---- RECORDS TO PROCESS

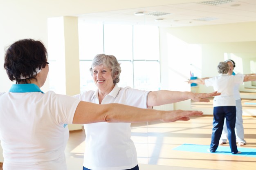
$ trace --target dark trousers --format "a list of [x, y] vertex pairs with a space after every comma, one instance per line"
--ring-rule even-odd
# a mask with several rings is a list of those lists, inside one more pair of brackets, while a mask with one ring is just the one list
[[235, 154], [238, 152], [235, 133], [236, 111], [235, 106], [213, 107], [213, 127], [210, 147], [211, 152], [215, 152], [219, 146], [225, 118], [227, 122], [228, 137], [231, 152], [232, 154]]
[[[84, 166], [83, 167], [83, 170], [90, 170], [90, 169], [88, 169], [86, 168]], [[127, 169], [127, 170], [139, 170], [139, 166], [138, 165], [137, 165], [137, 166], [135, 166], [135, 167], [132, 168], [132, 169]]]

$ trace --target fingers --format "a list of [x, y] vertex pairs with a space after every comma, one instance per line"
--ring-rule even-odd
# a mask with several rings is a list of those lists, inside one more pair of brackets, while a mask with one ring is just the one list
[[201, 111], [183, 110], [178, 110], [168, 111], [162, 121], [164, 122], [173, 122], [178, 120], [186, 121], [190, 119], [191, 116], [201, 116], [203, 114]]
[[204, 102], [206, 103], [208, 103], [210, 102], [210, 100], [209, 100], [208, 99], [200, 98], [198, 102]]
[[209, 93], [209, 97], [213, 97], [218, 96], [220, 95], [221, 93], [218, 93], [218, 91], [216, 91], [213, 93]]

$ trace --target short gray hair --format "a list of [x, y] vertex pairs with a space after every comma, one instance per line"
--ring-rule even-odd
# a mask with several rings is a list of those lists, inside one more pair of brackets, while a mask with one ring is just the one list
[[220, 62], [217, 68], [218, 72], [221, 74], [227, 74], [229, 70], [229, 66], [225, 62]]
[[111, 75], [113, 78], [113, 83], [116, 84], [120, 81], [120, 74], [121, 73], [120, 64], [115, 56], [112, 55], [107, 55], [105, 54], [97, 55], [92, 62], [91, 67], [90, 69], [91, 74], [92, 76], [92, 68], [96, 66], [103, 65], [111, 69]]

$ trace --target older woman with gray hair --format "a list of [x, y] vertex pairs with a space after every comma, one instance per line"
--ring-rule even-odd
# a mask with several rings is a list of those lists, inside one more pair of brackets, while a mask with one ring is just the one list
[[220, 62], [217, 68], [220, 73], [217, 76], [190, 80], [188, 82], [205, 84], [207, 86], [212, 86], [215, 91], [221, 93], [221, 95], [215, 96], [213, 99], [213, 127], [210, 152], [215, 152], [218, 147], [226, 118], [231, 152], [233, 154], [239, 154], [241, 152], [237, 150], [235, 133], [236, 108], [233, 89], [235, 85], [243, 83], [244, 77], [229, 75], [227, 73], [229, 66], [226, 62]]
[[[90, 69], [96, 91], [75, 95], [82, 100], [98, 104], [117, 103], [144, 108], [192, 99], [209, 102], [207, 98], [217, 92], [197, 93], [166, 90], [146, 91], [119, 87], [120, 63], [112, 55], [99, 54]], [[96, 123], [84, 125], [86, 134], [83, 169], [139, 170], [136, 148], [130, 139], [130, 123]]]

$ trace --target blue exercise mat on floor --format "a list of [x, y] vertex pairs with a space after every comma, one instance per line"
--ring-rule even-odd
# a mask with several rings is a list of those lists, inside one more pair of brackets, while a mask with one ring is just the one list
[[240, 154], [232, 154], [229, 146], [219, 146], [216, 152], [211, 153], [207, 150], [210, 148], [210, 145], [195, 145], [194, 144], [183, 144], [173, 150], [182, 151], [194, 152], [200, 153], [208, 153], [213, 154], [223, 154], [227, 155], [242, 156], [243, 157], [256, 157], [256, 149], [247, 148], [245, 147], [237, 147], [238, 150], [242, 153]]

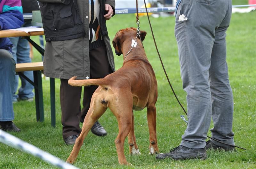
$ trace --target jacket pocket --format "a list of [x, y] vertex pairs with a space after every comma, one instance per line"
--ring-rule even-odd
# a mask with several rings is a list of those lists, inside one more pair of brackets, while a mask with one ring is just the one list
[[62, 30], [74, 27], [72, 12], [69, 5], [61, 4], [52, 11], [55, 30]]

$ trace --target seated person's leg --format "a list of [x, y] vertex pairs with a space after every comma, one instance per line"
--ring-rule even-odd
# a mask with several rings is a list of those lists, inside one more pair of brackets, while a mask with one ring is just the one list
[[12, 122], [14, 119], [12, 99], [15, 65], [11, 53], [0, 49], [0, 126], [4, 130], [18, 131], [20, 130]]

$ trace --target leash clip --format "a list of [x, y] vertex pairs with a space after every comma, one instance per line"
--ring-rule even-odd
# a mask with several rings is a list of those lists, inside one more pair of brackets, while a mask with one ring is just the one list
[[136, 22], [136, 23], [137, 23], [137, 25], [138, 26], [138, 27], [137, 28], [137, 36], [138, 36], [140, 34], [140, 21], [138, 20], [138, 21]]
[[181, 119], [183, 120], [184, 121], [186, 122], [186, 123], [187, 123], [187, 124], [188, 123], [188, 121], [186, 120], [186, 119], [185, 118], [185, 117], [184, 117], [184, 116], [181, 115], [180, 118], [181, 118]]

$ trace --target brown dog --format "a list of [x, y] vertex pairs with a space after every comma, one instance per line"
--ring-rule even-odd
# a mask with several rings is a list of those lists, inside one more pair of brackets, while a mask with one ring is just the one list
[[113, 46], [116, 54], [123, 54], [124, 59], [123, 67], [103, 79], [75, 80], [76, 77], [73, 77], [68, 81], [68, 84], [74, 86], [96, 85], [99, 87], [92, 95], [81, 134], [76, 141], [67, 162], [74, 163], [84, 138], [94, 122], [108, 107], [118, 122], [119, 132], [115, 142], [119, 164], [131, 164], [127, 162], [124, 152], [124, 142], [127, 135], [130, 153], [140, 154], [134, 135], [133, 110], [140, 110], [147, 107], [149, 153], [158, 152], [155, 106], [157, 98], [157, 83], [141, 42], [147, 33], [141, 31], [141, 41], [138, 37], [135, 41], [136, 33], [136, 29], [131, 28], [121, 30], [116, 34]]

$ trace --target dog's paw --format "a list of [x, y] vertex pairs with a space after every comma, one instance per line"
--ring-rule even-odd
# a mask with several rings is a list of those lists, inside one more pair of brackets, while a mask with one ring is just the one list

--------

TASK STATEMENT: Copy out all of the lines above word for word, omitting the pictures.

SOLUTION FOR THIS PROBLEM:
$ trace --target dark trousers --format "a list of [x, y] vertex pairs with a space after every comma, one instance per line"
--ring-rule even-odd
# a mask with several rings is a list of those lists, inside one more pair of brackets, while a mask with one ring is just the one list
[[235, 154], [238, 152], [235, 133], [236, 111], [235, 106], [213, 107], [213, 127], [210, 147], [211, 152], [215, 152], [219, 146], [225, 118], [227, 122], [228, 137], [231, 152], [232, 154]]
[[[84, 166], [83, 167], [83, 170], [90, 170], [90, 169], [88, 169], [86, 168]], [[127, 169], [127, 170], [139, 170], [139, 166], [138, 165], [137, 165], [137, 166], [135, 166], [135, 167], [132, 168], [132, 169]]]

$ trace --target fingers --format "a list of [x, y] vertex pairs with a space after every comma, one instance per line"
--ring-rule even-odd
# a mask with several rings is a list of those lists, inside one more pair of brackets, while a mask with one ring is just the one list
[[201, 111], [183, 110], [178, 110], [168, 111], [162, 121], [164, 122], [173, 122], [178, 120], [186, 121], [190, 119], [191, 116], [201, 116], [203, 114]]
[[204, 102], [206, 103], [208, 103], [210, 102], [210, 100], [209, 100], [208, 99], [200, 98], [198, 102]]
[[209, 93], [209, 97], [213, 97], [218, 96], [220, 95], [221, 93], [218, 93], [218, 91], [216, 91], [213, 93]]

$ trace --target short gray hair --format "a list of [x, y] vertex pairs with a space after every comma, one instance per line"
--ring-rule even-odd
# a mask with several rings is a list of those lists, inside one more pair of brackets, while a mask with one ring is just the one list
[[220, 62], [217, 68], [218, 72], [221, 74], [227, 74], [229, 70], [229, 66], [225, 62]]
[[111, 75], [113, 78], [113, 83], [116, 84], [120, 81], [120, 74], [121, 73], [120, 64], [115, 56], [112, 55], [107, 55], [105, 54], [97, 55], [92, 62], [91, 67], [90, 69], [91, 74], [92, 76], [92, 68], [96, 66], [103, 65], [111, 69]]

$ trace --target older woman with gray hair --format "a list of [x, y] vertex pairs with a space after every comma, one instance per line"
--ring-rule even-odd
# a mask with several rings is a list of those lists, inside one more pair of brackets, while a mask with one ring is just the one list
[[220, 62], [217, 68], [220, 73], [217, 76], [190, 80], [188, 82], [205, 84], [207, 86], [212, 86], [215, 91], [221, 93], [221, 95], [215, 96], [213, 99], [213, 127], [210, 152], [215, 152], [218, 147], [226, 118], [231, 152], [233, 154], [239, 154], [241, 152], [237, 150], [235, 133], [236, 108], [233, 89], [235, 85], [243, 83], [244, 77], [229, 75], [227, 73], [229, 66], [226, 62]]
[[[90, 69], [96, 91], [75, 95], [82, 100], [98, 104], [117, 103], [144, 108], [192, 99], [209, 102], [207, 98], [217, 92], [197, 93], [166, 90], [146, 91], [119, 87], [120, 63], [112, 55], [99, 54]], [[96, 123], [84, 125], [86, 134], [83, 169], [139, 170], [136, 148], [130, 139], [130, 123]]]

$ trace --target blue exercise mat on floor --format "a list of [x, y] vertex pairs with a space after every comma, one instance per line"
--ring-rule even-odd
# a mask with several rings is a list of those lists, inside one more pair of brackets, while a mask with one ring is just the one list
[[240, 154], [232, 154], [229, 146], [219, 146], [216, 152], [211, 153], [207, 150], [210, 148], [210, 145], [195, 145], [194, 144], [183, 144], [173, 150], [182, 151], [194, 152], [200, 153], [208, 153], [213, 154], [223, 154], [227, 155], [242, 156], [243, 157], [256, 157], [256, 149], [247, 148], [245, 147], [237, 147], [238, 150], [242, 153]]

$ trace --target jacket pocket --format "a list of [x, y] vertex pairs with a space after every comma, one instance per line"
--ring-rule even-odd
# a mask with several rings is a list of those lists, inside one more pair of brackets, while a mask with one ring is just the one list
[[62, 30], [74, 27], [72, 12], [69, 5], [61, 4], [52, 11], [55, 30]]

$ trace --target seated person's leg --format "a list of [x, y] vertex pairs with a space after every comma, one instance per line"
--ring-rule even-odd
# a mask with several rings is a list of those lists, inside one more pair of brackets, while a mask with one ring is just the one list
[[12, 122], [14, 119], [12, 99], [15, 65], [11, 53], [0, 49], [0, 126], [4, 130], [18, 131], [20, 130]]

$ trace --target leash clip --format "a list of [x, y] vertex pairs with a space after every comma, one instance per line"
--ring-rule even-odd
# a mask with several rings is a list of those lists, inside one more pair of brackets, while a mask with one ring is just the one list
[[136, 22], [136, 23], [137, 23], [137, 25], [138, 26], [138, 27], [137, 28], [137, 36], [138, 36], [140, 34], [140, 21], [138, 20], [138, 21]]
[[181, 119], [183, 120], [184, 121], [186, 122], [186, 123], [187, 123], [187, 124], [188, 123], [188, 121], [186, 120], [186, 119], [185, 118], [185, 117], [184, 117], [184, 116], [181, 115], [180, 118], [181, 118]]

$ trace --target brown dog --format "a list of [x, y] vertex pairs with a space after every comma, one instance per line"
--ring-rule even-odd
# a mask with several rings is a list of those lists, inside one more pair of brackets, while a mask with one ring is just the one list
[[113, 46], [116, 54], [123, 54], [124, 59], [123, 67], [103, 79], [75, 80], [76, 77], [73, 77], [68, 81], [68, 84], [74, 86], [96, 85], [99, 87], [92, 95], [81, 134], [76, 141], [67, 162], [74, 163], [84, 138], [94, 122], [108, 107], [118, 122], [119, 132], [115, 142], [119, 164], [131, 164], [127, 162], [124, 152], [124, 142], [127, 135], [130, 153], [140, 154], [134, 135], [133, 110], [140, 110], [147, 107], [149, 153], [158, 152], [155, 106], [157, 98], [157, 83], [141, 42], [147, 33], [141, 31], [141, 41], [138, 37], [135, 41], [136, 33], [136, 29], [131, 28], [121, 30], [116, 34]]

$ trace --target dog's paw --format "a list of [x, y] vertex pairs with a space after every comma, one instance per line"
--ring-rule even-odd
# a mask with several rings is a list of those lists, inside one more pair of brackets, while a mask with one ring is just the one list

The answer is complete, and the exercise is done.